Records from a data collection:

[Start of Attachment]

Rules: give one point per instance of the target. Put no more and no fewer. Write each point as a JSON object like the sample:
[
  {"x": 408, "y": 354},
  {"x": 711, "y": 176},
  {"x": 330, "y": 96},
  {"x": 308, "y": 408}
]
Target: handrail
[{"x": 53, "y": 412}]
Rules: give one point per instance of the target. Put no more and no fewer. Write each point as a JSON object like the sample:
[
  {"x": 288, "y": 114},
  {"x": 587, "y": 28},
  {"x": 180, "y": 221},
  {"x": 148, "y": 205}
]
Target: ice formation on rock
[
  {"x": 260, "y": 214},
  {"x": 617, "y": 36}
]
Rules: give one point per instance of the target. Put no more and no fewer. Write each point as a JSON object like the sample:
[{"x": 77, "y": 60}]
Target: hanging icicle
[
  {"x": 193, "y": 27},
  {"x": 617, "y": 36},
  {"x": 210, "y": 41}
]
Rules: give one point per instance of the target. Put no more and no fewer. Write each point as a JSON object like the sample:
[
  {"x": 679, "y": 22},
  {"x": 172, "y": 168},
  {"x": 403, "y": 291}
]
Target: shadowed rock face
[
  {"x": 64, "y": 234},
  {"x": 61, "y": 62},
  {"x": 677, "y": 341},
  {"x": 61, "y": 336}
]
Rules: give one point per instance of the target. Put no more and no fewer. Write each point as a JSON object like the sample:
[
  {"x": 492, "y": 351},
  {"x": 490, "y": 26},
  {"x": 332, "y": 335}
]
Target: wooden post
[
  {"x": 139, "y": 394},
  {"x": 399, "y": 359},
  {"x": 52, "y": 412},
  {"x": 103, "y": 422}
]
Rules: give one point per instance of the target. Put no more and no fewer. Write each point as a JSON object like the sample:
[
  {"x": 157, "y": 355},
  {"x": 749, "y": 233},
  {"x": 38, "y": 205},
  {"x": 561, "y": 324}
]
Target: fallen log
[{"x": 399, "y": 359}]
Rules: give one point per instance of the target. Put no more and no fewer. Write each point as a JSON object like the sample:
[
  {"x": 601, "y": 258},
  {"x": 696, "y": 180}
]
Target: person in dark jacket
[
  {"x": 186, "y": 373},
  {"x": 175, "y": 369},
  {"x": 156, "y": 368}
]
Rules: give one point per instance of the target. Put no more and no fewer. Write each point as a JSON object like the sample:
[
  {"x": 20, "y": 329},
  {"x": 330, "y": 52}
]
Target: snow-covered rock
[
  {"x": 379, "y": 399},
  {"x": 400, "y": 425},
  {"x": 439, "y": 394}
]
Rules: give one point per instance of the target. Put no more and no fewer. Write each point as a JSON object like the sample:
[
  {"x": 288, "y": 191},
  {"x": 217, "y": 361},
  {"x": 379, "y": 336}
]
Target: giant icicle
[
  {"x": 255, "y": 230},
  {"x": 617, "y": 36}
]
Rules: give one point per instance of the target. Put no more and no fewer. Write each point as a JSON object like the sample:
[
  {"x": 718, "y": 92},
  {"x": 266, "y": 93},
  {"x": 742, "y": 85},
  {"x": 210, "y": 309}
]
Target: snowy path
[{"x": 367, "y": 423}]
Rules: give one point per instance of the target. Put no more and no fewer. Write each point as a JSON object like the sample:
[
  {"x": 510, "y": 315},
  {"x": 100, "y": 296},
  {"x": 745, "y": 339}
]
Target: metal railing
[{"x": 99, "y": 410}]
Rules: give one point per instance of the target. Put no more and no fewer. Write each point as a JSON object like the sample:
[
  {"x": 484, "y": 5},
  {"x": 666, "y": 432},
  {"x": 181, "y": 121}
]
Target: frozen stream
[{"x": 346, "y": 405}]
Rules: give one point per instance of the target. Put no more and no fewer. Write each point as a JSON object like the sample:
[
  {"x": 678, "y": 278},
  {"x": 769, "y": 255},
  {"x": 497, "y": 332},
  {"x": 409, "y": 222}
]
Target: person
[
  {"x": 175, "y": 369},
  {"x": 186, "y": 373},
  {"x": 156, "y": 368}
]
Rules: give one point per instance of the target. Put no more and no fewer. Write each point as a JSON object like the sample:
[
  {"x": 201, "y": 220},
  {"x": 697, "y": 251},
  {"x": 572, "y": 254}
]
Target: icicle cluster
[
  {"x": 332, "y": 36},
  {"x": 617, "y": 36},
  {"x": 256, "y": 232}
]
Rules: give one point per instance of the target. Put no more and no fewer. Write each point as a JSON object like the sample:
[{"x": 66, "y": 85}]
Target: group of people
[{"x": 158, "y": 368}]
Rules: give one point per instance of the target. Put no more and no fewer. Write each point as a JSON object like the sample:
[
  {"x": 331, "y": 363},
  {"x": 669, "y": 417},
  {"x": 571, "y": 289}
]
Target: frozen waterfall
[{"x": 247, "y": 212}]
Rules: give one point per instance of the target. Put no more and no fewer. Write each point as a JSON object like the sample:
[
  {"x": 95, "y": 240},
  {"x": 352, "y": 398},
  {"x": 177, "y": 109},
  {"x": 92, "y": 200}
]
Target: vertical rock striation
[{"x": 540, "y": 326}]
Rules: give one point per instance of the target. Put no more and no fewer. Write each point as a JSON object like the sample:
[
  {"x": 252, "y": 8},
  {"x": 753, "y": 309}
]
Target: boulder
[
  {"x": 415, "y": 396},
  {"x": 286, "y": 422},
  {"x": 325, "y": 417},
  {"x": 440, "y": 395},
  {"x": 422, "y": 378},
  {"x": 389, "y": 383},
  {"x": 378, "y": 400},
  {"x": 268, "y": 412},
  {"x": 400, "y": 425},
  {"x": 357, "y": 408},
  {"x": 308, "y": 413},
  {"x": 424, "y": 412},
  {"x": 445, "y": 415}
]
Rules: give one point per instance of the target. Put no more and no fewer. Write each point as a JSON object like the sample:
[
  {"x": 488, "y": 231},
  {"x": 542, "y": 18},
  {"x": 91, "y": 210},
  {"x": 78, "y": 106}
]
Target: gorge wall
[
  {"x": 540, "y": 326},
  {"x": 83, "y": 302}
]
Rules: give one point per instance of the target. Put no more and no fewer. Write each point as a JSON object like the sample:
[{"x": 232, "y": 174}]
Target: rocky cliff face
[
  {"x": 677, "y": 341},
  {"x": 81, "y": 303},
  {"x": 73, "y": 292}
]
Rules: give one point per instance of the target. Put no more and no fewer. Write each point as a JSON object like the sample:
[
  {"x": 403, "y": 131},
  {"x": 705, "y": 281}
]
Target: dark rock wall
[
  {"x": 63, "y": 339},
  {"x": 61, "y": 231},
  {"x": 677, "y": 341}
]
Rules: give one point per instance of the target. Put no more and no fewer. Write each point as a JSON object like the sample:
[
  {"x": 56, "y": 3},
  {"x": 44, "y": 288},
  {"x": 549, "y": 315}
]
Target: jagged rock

[End of Attachment]

- TASK INSTRUCTIONS: All the data above should be restated in full, exactly.

- RESPONSE AREA:
Rules: give one point per instance of the target. Put no more and no fewer. Write each point as a JSON object like the sample:
[
  {"x": 408, "y": 354},
  {"x": 711, "y": 176},
  {"x": 330, "y": 96},
  {"x": 308, "y": 408}
]
Target: handrail
[{"x": 53, "y": 412}]
Rules: give one point per instance of the target. Put no more and no fewer. Write each point as a JSON object like the sample:
[
  {"x": 288, "y": 114},
  {"x": 587, "y": 28},
  {"x": 180, "y": 221},
  {"x": 148, "y": 205}
]
Target: ice formation on rock
[
  {"x": 260, "y": 214},
  {"x": 617, "y": 36}
]
Rules: give one point per instance of the target. Put no more and no fewer. Write each point as a JSON object like the sample:
[{"x": 77, "y": 60}]
Target: hanging icicle
[
  {"x": 193, "y": 27},
  {"x": 617, "y": 36},
  {"x": 210, "y": 41}
]
Rules: give one point per instance of the target. Put no more and no fewer. Write each point as a JSON object like the sample:
[
  {"x": 679, "y": 22},
  {"x": 172, "y": 168},
  {"x": 403, "y": 291}
]
Target: shadowed rock face
[
  {"x": 64, "y": 234},
  {"x": 61, "y": 62},
  {"x": 677, "y": 341},
  {"x": 61, "y": 336}
]
Rules: give one point per instance of the target. Put no more and no fewer. Write each point as a JSON object like the sample:
[
  {"x": 492, "y": 351},
  {"x": 490, "y": 26},
  {"x": 332, "y": 335}
]
Target: wooden post
[
  {"x": 139, "y": 394},
  {"x": 399, "y": 359},
  {"x": 52, "y": 412},
  {"x": 103, "y": 422}
]
Rules: give one point per instance of the target. Put no more and no fewer. Write each point as a JSON object like the sample:
[
  {"x": 157, "y": 355},
  {"x": 749, "y": 233},
  {"x": 38, "y": 205},
  {"x": 561, "y": 324}
]
Target: fallen log
[{"x": 399, "y": 359}]
Rules: give one point per instance of the target. Put no more and no fewer. Write each point as a JSON object like the sample:
[
  {"x": 601, "y": 258},
  {"x": 696, "y": 180}
]
Target: person in dark jacket
[
  {"x": 186, "y": 373},
  {"x": 175, "y": 369},
  {"x": 156, "y": 368}
]
Rules: give one point per instance of the target. Put no more and no fewer. Write each point as a JSON object like the sample:
[
  {"x": 20, "y": 329},
  {"x": 330, "y": 52}
]
Target: snow-covered rock
[
  {"x": 379, "y": 399},
  {"x": 400, "y": 425},
  {"x": 439, "y": 394}
]
Rules: give one point per instance of the target. Put no more and no fewer. Write each point as a JSON object like the sample:
[
  {"x": 288, "y": 191},
  {"x": 217, "y": 361},
  {"x": 379, "y": 336}
]
Target: giant icicle
[
  {"x": 255, "y": 230},
  {"x": 617, "y": 36}
]
Rules: give one point per instance of the target. Put no more and no fewer. Write each point as a JSON object like the sample:
[
  {"x": 718, "y": 92},
  {"x": 266, "y": 93},
  {"x": 742, "y": 85},
  {"x": 210, "y": 309}
]
Target: snowy path
[{"x": 367, "y": 423}]
Rules: give one point per instance of the target. Put no more and no fewer. Write each point as a JSON object like the sample:
[
  {"x": 510, "y": 315},
  {"x": 100, "y": 296},
  {"x": 745, "y": 339}
]
Target: metal railing
[{"x": 99, "y": 410}]
Rules: give one point per instance of the target. Put no more and no fewer. Write each point as a JSON object like the sample:
[
  {"x": 484, "y": 5},
  {"x": 666, "y": 432},
  {"x": 181, "y": 121}
]
Target: frozen stream
[{"x": 346, "y": 405}]
Rules: give one point per instance of the target. Put no more and no fewer. Write each point as a JSON object like the sample:
[
  {"x": 678, "y": 278},
  {"x": 769, "y": 255},
  {"x": 497, "y": 332},
  {"x": 409, "y": 222}
]
Target: person
[
  {"x": 175, "y": 369},
  {"x": 186, "y": 373},
  {"x": 156, "y": 368}
]
Rules: give one point per instance of the target. Put no more and no fewer. Write each point as a JSON object like the sample:
[
  {"x": 201, "y": 220},
  {"x": 697, "y": 251},
  {"x": 572, "y": 254}
]
Target: icicle cluster
[
  {"x": 332, "y": 36},
  {"x": 617, "y": 36},
  {"x": 256, "y": 232}
]
Rules: give one point per instance of the target. Put no more and no fewer. Write each point as a JSON object like the sample:
[{"x": 66, "y": 85}]
Target: group of people
[{"x": 158, "y": 368}]
Rules: give one point per instance of the target. Put no more and no fewer. Write each point as a JSON object like the sample:
[
  {"x": 331, "y": 363},
  {"x": 669, "y": 417},
  {"x": 571, "y": 289}
]
Target: frozen waterfall
[{"x": 247, "y": 212}]
Rules: give one point per instance of the target. Put no more and no fewer. Write each point as a JSON object like the sample:
[
  {"x": 95, "y": 240},
  {"x": 352, "y": 398},
  {"x": 177, "y": 109},
  {"x": 92, "y": 200}
]
Target: vertical rock striation
[{"x": 540, "y": 326}]
Rules: give one point per instance of the target. Put no more and no fewer. Write each point as a JSON object like the sample:
[
  {"x": 252, "y": 8},
  {"x": 753, "y": 309}
]
Target: boulder
[
  {"x": 415, "y": 396},
  {"x": 286, "y": 422},
  {"x": 325, "y": 417},
  {"x": 440, "y": 395},
  {"x": 422, "y": 378},
  {"x": 389, "y": 383},
  {"x": 378, "y": 400},
  {"x": 268, "y": 412},
  {"x": 400, "y": 425},
  {"x": 357, "y": 408},
  {"x": 308, "y": 413},
  {"x": 424, "y": 412},
  {"x": 445, "y": 415}
]
Rules: give one point per instance of the target. Put no more and no fewer. Write each point as a JSON object like the sample:
[
  {"x": 488, "y": 231},
  {"x": 542, "y": 18},
  {"x": 91, "y": 210},
  {"x": 78, "y": 106}
]
Target: gorge wall
[
  {"x": 540, "y": 326},
  {"x": 83, "y": 302}
]
Rules: give one point per instance of the target. Put no more and no fewer. Write each point as a JSON object like the sample:
[{"x": 232, "y": 174}]
Target: rocky cliff face
[
  {"x": 677, "y": 341},
  {"x": 81, "y": 303},
  {"x": 73, "y": 292}
]
Rules: give one point per instance of the target. Put no more and no fewer. Write each point as a JSON object like the sample:
[
  {"x": 403, "y": 131},
  {"x": 705, "y": 281}
]
Target: dark rock wall
[
  {"x": 63, "y": 339},
  {"x": 61, "y": 231},
  {"x": 677, "y": 341}
]
Rules: give one point per instance of the target. Put no more and no fewer. Write each point as a JSON object like the sample:
[
  {"x": 56, "y": 3},
  {"x": 44, "y": 288},
  {"x": 549, "y": 315}
]
Target: jagged rock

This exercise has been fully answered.